Required work
Copy out the line that contains "Target: snow-covered car" and the lines after it through the final one in the entries below, exactly, with no other lines.
★ ★ ★
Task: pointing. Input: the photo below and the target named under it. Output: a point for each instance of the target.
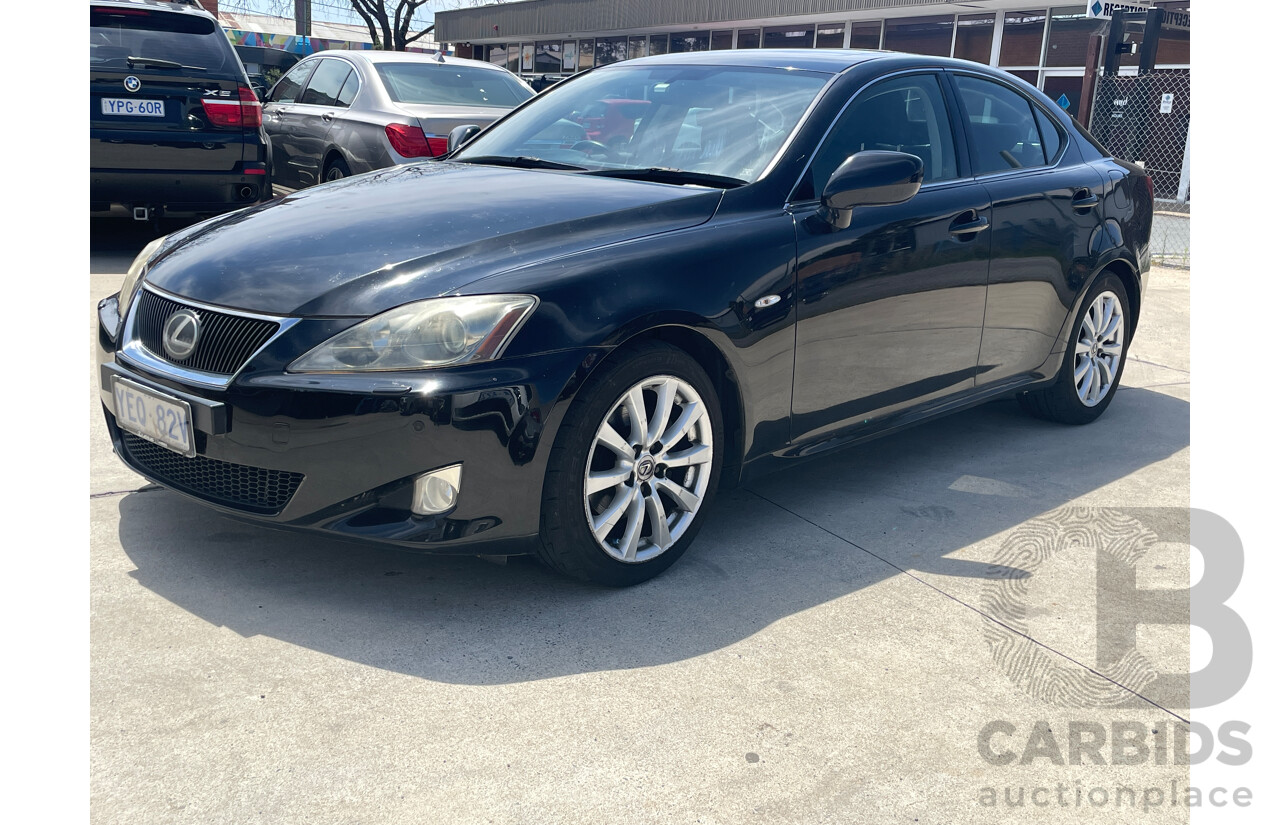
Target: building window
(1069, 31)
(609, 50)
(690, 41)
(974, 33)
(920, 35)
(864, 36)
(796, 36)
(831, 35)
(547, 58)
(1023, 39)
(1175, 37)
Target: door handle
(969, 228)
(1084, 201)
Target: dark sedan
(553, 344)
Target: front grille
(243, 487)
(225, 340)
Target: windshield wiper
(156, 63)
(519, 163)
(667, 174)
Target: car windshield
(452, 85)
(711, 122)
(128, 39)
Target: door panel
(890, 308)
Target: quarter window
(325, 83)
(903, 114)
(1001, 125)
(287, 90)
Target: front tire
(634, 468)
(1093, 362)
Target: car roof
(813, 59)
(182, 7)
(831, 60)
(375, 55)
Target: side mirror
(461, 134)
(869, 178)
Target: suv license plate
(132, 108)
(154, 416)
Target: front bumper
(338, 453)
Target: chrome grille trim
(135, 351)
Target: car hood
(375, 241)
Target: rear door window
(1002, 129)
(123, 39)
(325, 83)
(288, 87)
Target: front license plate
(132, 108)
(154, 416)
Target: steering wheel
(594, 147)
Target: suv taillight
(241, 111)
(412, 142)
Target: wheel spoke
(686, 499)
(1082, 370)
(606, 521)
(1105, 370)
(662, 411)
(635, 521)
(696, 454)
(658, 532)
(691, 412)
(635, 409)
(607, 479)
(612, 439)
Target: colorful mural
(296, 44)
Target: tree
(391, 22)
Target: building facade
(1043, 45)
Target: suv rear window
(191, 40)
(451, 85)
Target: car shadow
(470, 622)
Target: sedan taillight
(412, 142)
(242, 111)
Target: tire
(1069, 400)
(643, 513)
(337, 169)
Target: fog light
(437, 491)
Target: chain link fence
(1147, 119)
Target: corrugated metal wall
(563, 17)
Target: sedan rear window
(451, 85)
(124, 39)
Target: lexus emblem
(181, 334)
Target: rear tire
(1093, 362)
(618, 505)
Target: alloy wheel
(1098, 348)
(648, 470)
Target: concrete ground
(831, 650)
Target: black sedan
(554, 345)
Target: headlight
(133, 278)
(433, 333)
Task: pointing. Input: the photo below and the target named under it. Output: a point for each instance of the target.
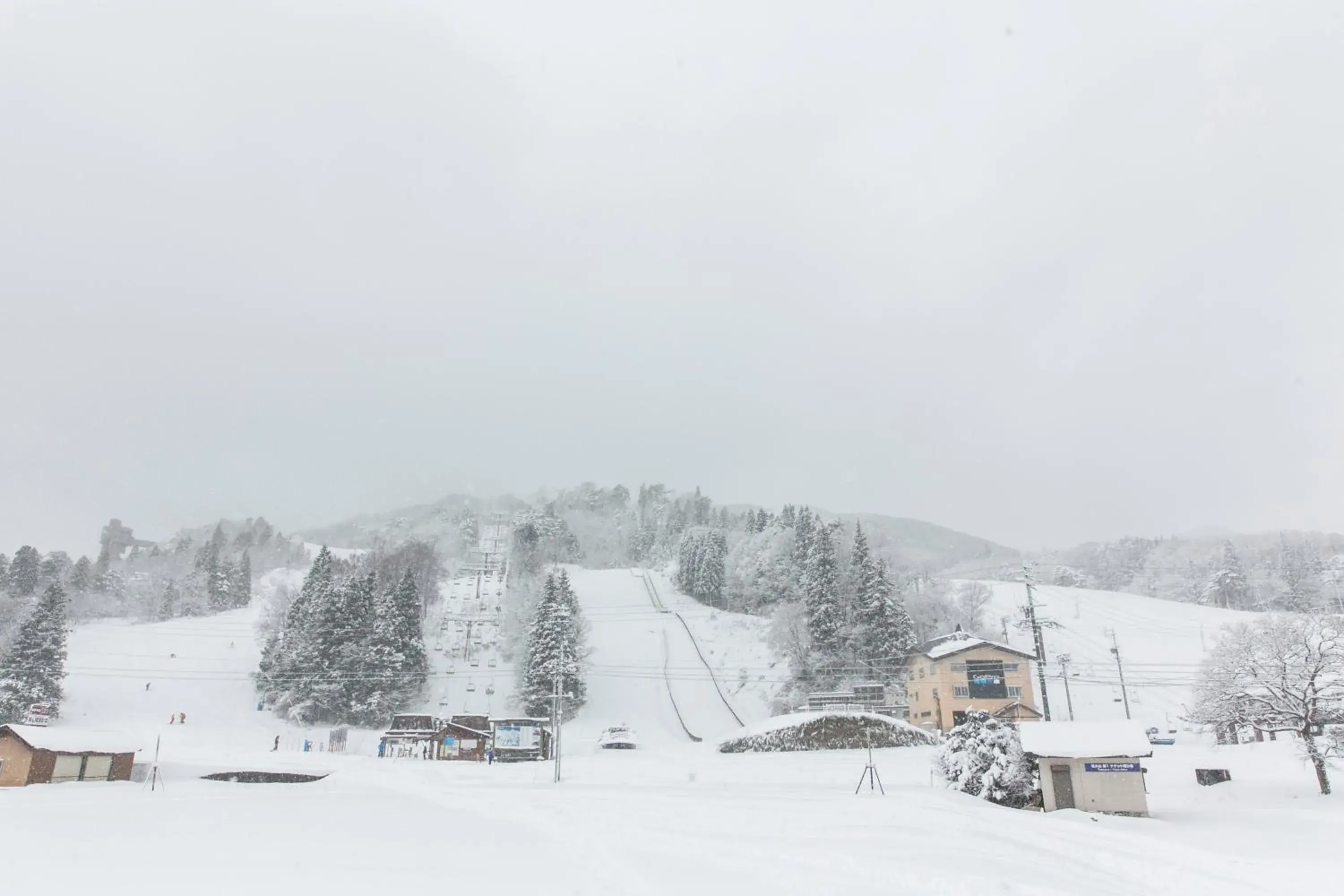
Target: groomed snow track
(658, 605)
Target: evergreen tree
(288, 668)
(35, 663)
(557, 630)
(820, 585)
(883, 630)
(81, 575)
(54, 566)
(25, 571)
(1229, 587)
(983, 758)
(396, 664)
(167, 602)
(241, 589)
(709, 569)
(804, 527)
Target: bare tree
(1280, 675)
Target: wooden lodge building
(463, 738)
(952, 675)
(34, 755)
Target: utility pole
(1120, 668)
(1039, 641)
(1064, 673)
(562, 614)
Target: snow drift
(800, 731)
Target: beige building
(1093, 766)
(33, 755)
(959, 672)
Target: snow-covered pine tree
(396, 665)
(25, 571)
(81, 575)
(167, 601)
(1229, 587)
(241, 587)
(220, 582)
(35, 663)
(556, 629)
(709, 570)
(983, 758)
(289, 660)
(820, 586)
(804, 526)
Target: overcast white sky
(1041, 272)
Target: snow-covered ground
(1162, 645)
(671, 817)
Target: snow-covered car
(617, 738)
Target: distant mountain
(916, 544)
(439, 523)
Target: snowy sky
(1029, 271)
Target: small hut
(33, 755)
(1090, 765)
★ ★ ★
Finished exercise
Target: snow-covered car
(617, 738)
Target: distant mountain
(916, 544)
(439, 523)
Target: snowy sky
(1029, 271)
Target: small hut
(33, 755)
(1090, 765)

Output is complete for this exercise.